(Saved entries)
★ ★ ★ ★ ★

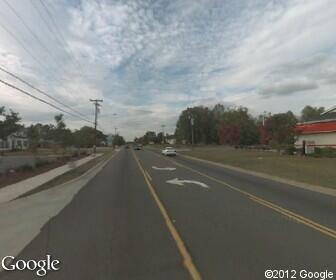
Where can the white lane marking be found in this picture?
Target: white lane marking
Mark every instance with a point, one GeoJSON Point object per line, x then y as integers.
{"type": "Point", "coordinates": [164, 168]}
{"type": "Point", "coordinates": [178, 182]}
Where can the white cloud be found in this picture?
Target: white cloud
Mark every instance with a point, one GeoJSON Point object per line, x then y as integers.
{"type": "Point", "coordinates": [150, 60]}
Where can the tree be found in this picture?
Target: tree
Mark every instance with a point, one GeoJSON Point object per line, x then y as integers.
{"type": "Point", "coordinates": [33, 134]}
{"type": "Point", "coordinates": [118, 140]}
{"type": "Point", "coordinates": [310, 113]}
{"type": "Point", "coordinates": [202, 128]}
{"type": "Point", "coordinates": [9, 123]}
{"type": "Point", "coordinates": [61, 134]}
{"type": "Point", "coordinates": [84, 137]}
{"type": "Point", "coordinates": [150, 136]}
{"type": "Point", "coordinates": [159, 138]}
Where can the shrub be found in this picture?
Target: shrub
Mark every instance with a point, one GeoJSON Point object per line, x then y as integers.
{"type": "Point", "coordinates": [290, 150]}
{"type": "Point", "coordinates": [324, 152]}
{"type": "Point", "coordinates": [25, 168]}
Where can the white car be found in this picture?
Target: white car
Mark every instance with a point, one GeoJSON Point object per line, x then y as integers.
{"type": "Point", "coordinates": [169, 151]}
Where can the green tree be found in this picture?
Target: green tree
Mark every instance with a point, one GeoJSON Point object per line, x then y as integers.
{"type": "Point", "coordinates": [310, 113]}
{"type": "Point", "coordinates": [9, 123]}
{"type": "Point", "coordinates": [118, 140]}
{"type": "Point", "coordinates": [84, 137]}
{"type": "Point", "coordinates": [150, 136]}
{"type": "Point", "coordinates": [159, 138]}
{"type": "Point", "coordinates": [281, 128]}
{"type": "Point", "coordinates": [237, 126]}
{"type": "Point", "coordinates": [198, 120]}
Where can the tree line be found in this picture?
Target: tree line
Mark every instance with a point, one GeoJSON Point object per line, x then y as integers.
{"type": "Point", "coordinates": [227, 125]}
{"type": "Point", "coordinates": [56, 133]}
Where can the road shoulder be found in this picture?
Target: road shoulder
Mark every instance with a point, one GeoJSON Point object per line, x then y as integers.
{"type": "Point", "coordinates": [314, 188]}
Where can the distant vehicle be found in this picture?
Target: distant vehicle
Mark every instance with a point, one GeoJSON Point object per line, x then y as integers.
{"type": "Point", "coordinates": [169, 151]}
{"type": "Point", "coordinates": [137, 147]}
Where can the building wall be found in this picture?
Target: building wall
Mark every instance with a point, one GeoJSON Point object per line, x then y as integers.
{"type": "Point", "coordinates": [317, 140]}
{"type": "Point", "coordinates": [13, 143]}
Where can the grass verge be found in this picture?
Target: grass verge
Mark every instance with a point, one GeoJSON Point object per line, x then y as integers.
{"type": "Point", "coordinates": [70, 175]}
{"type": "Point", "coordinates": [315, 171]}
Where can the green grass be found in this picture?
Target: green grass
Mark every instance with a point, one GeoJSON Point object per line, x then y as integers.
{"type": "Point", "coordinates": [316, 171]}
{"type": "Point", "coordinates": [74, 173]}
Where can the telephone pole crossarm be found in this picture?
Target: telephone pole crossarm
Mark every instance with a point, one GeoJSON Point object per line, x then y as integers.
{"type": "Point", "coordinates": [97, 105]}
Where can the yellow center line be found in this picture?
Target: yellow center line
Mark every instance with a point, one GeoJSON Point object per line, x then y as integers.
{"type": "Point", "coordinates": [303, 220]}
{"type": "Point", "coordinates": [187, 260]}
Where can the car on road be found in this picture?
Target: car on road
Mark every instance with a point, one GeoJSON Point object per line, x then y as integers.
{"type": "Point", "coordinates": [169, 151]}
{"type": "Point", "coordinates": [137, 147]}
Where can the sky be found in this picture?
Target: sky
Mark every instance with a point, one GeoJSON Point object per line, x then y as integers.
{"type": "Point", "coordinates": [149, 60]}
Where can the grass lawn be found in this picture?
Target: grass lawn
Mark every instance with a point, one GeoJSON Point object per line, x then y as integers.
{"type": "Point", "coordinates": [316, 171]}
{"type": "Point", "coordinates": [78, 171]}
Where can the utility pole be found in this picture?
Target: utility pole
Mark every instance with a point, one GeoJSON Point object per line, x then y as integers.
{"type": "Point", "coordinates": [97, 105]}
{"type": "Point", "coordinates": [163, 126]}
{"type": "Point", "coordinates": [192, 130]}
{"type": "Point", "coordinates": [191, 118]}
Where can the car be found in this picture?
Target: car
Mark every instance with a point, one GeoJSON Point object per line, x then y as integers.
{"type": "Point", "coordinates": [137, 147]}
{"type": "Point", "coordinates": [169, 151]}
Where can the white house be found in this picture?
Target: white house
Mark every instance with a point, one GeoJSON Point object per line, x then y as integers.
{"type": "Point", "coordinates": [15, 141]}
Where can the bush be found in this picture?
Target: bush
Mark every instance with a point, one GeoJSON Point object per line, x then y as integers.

★ ★ ★ ★ ★

• WHAT IS NEEDED:
Your answer should be the exact lines above from the one with "Where can the car on" through the one with "Target: bush", both included, and nothing besides.

• TASK RESULT:
Where can the car on road be found in this picture?
Target: car on road
Mark every instance with a point, one GeoJSON Point object per line, x then y as integers.
{"type": "Point", "coordinates": [169, 151]}
{"type": "Point", "coordinates": [137, 147]}
Where can the sky be found in this picture?
Target: sky
Mark every instance with a point, one GeoJSON Point object per line, x then y as integers.
{"type": "Point", "coordinates": [149, 60]}
Where can the grass lawn be found in this picture?
Target: grass lawn
Mark every instance with a point, one GeoJSON Point object per line, x then y as integers.
{"type": "Point", "coordinates": [316, 171]}
{"type": "Point", "coordinates": [78, 171]}
Where can the utility pole be found in this picture?
Target: utility pole
Mark every instance with a point, one GeoJSON Point object per line, x then y as integers.
{"type": "Point", "coordinates": [97, 105]}
{"type": "Point", "coordinates": [163, 126]}
{"type": "Point", "coordinates": [192, 130]}
{"type": "Point", "coordinates": [191, 118]}
Where can the car be found in this picture?
Target: car
Mark every instance with a point, one GeoJSON Point object per line, x then y as integers.
{"type": "Point", "coordinates": [137, 147]}
{"type": "Point", "coordinates": [169, 151]}
Where can the white house be found in this picture?
Target: white house
Mark every instance with a point, one GeoJSON Point object per line, x then y as integers.
{"type": "Point", "coordinates": [15, 141]}
Where can the bush be found in this picture?
Target: bush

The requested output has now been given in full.